[Collected data entries]
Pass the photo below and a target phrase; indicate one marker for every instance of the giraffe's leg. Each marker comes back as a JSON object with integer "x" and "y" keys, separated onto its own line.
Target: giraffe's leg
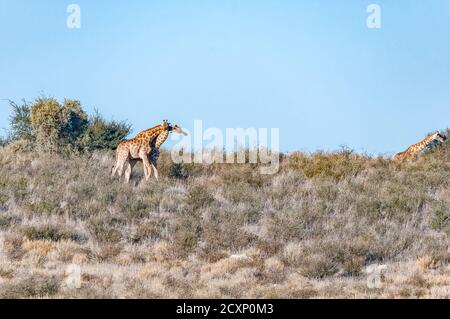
{"x": 154, "y": 155}
{"x": 155, "y": 170}
{"x": 147, "y": 168}
{"x": 130, "y": 166}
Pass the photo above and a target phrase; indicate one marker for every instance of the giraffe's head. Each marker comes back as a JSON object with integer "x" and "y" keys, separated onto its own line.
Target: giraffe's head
{"x": 438, "y": 137}
{"x": 165, "y": 124}
{"x": 176, "y": 129}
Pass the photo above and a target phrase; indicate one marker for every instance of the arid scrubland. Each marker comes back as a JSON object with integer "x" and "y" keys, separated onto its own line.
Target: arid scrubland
{"x": 224, "y": 230}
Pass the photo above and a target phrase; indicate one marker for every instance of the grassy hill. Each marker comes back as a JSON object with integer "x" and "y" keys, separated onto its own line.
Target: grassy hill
{"x": 310, "y": 230}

■ Short task: Update the records above by replacing each "marker" with "point" and leave everything else unchanged. Omit the pictures from your answer.

■ Task output:
Pass the photo below and a target phrase; indicate one point for every instance of the giraffe's leg. Each point comes back as a JSON object with integer "x" and "y" keys, separated onto its own line.
Target: giraffe's leg
{"x": 154, "y": 155}
{"x": 155, "y": 170}
{"x": 147, "y": 168}
{"x": 130, "y": 166}
Pass the photo above and a target phrase; indicate one point for every instance of the giraffe's head. Each point comes back as a JSON object with integer "x" and "y" keys, separated onto its own line.
Target: giraffe's head
{"x": 438, "y": 137}
{"x": 165, "y": 124}
{"x": 176, "y": 129}
Pass the photo above and a target phrase; indicate one point for every instance of the arid scrubland. Each point comes back as a JSON object with integer "x" and "y" keys, separated onto its own line.
Target: arid scrubland
{"x": 224, "y": 230}
Pass the photo above and a target phrase; indicate one point for every instance of the grassy hill. Each point comes back as a JSON object with integer "x" and "y" keys, separated onto its own line.
Target: grassy hill
{"x": 310, "y": 230}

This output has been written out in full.